[Stored data]
┄┄┄┄┄┄┄┄┄┄

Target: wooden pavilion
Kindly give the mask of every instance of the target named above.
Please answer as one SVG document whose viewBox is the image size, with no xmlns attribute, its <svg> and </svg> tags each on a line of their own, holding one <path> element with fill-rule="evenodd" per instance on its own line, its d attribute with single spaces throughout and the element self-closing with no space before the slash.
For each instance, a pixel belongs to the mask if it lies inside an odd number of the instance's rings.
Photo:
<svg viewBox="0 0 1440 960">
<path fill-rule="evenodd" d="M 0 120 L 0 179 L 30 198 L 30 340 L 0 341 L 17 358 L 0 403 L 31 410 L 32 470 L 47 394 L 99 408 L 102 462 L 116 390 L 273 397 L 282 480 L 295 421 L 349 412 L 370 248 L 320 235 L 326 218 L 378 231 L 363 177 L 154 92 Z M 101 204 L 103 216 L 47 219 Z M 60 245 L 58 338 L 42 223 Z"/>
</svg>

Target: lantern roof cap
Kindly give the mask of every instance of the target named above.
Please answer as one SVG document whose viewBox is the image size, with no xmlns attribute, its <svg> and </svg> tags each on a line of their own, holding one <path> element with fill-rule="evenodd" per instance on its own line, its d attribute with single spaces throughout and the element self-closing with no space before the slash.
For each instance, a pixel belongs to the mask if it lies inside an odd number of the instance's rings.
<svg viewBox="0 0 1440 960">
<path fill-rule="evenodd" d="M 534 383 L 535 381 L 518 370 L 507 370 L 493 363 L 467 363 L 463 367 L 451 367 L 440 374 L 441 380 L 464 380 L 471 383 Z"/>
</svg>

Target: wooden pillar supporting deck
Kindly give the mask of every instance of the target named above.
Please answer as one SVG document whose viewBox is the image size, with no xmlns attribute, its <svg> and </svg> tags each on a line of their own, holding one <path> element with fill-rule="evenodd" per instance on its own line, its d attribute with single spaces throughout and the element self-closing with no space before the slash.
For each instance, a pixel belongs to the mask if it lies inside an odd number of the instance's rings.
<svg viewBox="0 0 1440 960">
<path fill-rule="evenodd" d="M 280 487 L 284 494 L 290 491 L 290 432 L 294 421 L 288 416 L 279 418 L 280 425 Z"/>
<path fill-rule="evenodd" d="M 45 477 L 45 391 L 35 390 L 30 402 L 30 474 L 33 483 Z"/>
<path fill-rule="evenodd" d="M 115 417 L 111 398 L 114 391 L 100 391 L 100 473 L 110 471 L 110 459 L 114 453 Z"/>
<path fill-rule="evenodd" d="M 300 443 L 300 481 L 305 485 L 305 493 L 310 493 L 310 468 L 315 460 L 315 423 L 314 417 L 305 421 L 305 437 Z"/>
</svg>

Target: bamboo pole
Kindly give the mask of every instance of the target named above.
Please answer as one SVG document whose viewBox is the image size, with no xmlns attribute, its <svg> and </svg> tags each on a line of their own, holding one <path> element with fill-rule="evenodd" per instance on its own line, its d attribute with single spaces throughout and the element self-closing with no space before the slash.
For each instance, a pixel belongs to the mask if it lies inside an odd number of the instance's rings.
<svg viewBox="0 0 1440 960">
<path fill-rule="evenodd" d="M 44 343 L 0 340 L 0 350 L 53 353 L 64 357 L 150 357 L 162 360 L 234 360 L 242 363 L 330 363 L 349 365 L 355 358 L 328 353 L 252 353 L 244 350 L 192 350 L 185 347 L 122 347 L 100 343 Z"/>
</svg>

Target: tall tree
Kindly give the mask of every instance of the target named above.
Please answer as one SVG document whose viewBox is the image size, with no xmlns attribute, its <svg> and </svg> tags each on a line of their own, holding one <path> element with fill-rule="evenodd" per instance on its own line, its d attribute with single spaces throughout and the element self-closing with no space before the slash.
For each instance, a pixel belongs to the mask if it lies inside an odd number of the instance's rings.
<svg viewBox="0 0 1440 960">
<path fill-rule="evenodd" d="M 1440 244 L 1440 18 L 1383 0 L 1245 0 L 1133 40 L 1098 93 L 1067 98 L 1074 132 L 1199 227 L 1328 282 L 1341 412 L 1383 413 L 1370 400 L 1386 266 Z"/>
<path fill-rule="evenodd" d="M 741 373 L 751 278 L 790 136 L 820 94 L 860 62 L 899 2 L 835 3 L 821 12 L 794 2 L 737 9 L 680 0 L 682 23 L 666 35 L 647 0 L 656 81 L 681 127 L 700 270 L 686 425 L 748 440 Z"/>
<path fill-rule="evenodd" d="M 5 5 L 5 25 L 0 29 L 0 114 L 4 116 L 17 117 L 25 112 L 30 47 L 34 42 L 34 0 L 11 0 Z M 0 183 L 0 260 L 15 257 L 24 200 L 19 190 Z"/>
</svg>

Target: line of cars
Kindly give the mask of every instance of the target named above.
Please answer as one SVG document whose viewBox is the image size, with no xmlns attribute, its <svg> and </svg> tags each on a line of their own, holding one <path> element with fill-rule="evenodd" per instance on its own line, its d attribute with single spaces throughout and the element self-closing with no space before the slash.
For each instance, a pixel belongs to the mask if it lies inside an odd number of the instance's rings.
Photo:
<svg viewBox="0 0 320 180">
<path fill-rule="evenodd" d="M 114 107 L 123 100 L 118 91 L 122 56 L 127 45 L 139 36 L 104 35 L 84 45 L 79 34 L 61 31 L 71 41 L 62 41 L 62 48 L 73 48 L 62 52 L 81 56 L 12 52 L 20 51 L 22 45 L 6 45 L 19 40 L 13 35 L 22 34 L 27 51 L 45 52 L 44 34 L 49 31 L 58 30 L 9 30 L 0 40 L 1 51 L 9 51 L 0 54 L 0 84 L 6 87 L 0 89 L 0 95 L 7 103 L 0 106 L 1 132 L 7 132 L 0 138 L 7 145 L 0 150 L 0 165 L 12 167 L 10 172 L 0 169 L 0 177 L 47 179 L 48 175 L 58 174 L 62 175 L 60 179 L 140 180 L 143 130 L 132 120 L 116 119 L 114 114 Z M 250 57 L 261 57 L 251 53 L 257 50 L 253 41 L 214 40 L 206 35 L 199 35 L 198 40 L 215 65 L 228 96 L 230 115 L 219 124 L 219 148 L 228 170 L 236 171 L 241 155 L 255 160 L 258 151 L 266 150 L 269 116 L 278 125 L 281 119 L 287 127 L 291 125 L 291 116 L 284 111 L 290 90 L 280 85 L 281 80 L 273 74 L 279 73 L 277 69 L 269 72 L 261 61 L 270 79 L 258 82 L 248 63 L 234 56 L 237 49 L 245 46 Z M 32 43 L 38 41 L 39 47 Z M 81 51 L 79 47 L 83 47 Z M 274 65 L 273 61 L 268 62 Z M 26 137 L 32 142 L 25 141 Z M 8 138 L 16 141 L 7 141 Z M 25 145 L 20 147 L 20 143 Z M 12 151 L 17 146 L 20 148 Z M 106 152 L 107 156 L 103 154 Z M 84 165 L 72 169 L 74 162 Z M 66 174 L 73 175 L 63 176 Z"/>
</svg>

┄┄┄┄┄┄┄┄┄┄

- Exercise details -
Scan the records above for the word "wooden" and return every line where it occurs.

- Solution for this task -
Target: wooden pavilion
Target: wooden pillar supporting deck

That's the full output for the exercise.